§ **EXERCISE**:
Reproduce the part of the smoking article that opens with the words containing "suffering from what" and closes with "difficulties might fail.", renaming "pulmonary fibrosis" as "lung fibrosis" throughout.

Medicine: The Danger of Smoking: More Than Cancer

Medicine: The Danger of Smoking: More Than Cancer
At the American Medical Association's annual meeting in Chicago last
week, when the doctors got around to discussing medicine instead of
medicare, topic A was the danger of smoking. Physicians already
familiar with tobacco's implication in the growing incidence of lung
cancer were startled to hear that they had been worrying about one of
the least of tobacco-caused troubles. Lung cancer brought on by
cigarette smoking, reported the American Cancer Society's chief
research statistician. Dr. Edward Cuyler Hammond, is “relatively
unimportant'' compared with the damage tobacco does in a variety of
other ways. Focusing popular attention on the 30,000 deaths from lung cancer each
year, said Dr. Hammond, has obscured the more deadly fact that four
times as many “excess'' fatalities among cigarette addicts are due
to a long and tangled chain of events. Between puffs on his pipe, he
reported that deeply inhaled cigarette smoke sends a threat of pre
mature death spreading through the lungs, arteries and the heart
itself. Speaking for a group of distinguished pathologists and statisticians,*
Dr. Hammond outlined the preliminary results of a painstaking study
begun seven years ago. At the East Orange, N.J.. Veterans
Administration Hospital, lung tissue was obtained from 227
postmortems, put on microscope slides, and carefully examined by
pathologists. The hundreds of slides were identified only with coded
numbers, and pathologists did not know their origin. Later
statisticians were able to match the pathological findings with the
histories of the dead patients. The results of the study added up to an
elaborate description of progressive smoke damage. Subjected to Stress. Deeply inhaled smoke, the researchers found,
irritates the cells that line the tiniest chambers of the lung
. The walls of the alveoli thicken, lose their elasticity and
much of their ability to do their vital job of exchanging carbon
dioxide for oxygen. Subjected to sudden stress—such as a cough or
sneeze—the alveolar walls rupture; part of the lung becomes useless. Even while it is attacking the alveoli, dense smoke also damages the
small arteries that carry blood to the lung surface for oxygenation.
The artery walls become fibrous and thickened. Soon, internal deposits
on the thickened walls make the arteries so narrow that little blood
can get through. Eventually many tiny arteries are blocked completely. Damaging Chain. These two sets of events alone would be enough to
explain why thousands of Americans are “lung cripples,”
suffering from what most U.S. doctors call pulmonary fibrosis and chronic emphysema. But the damaging
chain of events runs on. The destruction of smaller blood vessels in the lung and the thickening
of slightly larger ones increases the blood pressure in the pulmonary
arteries and puts a strain on the right side of the heart. It also prompts the left side of the heart to work harder to pump blood
against increased resistance. A healthy heart could probably stand the
extra work; a heart already weakened by other difficulties might fail.

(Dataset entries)
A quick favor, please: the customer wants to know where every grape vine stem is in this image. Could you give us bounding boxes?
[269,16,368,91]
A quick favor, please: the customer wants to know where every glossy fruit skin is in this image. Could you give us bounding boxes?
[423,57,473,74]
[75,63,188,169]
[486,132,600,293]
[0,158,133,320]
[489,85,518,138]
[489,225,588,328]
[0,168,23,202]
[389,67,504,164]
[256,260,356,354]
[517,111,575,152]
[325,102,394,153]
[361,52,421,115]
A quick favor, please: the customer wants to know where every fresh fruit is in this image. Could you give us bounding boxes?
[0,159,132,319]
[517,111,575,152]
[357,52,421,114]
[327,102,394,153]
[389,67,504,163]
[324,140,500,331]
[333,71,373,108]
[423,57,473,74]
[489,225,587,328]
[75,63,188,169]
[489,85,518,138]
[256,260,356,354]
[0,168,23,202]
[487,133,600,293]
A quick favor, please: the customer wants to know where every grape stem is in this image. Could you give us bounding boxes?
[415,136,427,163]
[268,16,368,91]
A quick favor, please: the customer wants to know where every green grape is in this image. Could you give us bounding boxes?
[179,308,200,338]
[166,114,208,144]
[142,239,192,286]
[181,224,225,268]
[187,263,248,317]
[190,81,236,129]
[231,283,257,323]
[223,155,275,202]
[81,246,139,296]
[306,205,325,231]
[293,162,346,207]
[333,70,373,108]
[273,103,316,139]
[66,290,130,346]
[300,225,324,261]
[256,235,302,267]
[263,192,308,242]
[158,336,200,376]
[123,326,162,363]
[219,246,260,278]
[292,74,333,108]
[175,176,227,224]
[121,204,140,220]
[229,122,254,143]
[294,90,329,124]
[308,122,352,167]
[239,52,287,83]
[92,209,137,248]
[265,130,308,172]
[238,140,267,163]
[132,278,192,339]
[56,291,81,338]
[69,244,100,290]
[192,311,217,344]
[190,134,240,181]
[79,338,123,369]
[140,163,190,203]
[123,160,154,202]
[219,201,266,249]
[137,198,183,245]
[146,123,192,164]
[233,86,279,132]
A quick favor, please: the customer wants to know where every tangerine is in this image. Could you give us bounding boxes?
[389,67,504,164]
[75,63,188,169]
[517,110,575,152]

§ **EXERCISE RESPONSE**:
suffering from what most U.S. doctors call lung fibrosis and chronic emphysema. But the damaging
chain of events runs on. The destruction of smaller blood vessels in the lung and the thickening
of slightly larger ones increases the blood pressure in the pulmonary
arteries and puts a strain on the right side of the heart. It also prompts the left side of the heart to work harder to pump blood
against increased resistance. A healthy heart could probably stand the
extra work; a heart already weakened by other difficulties might fail.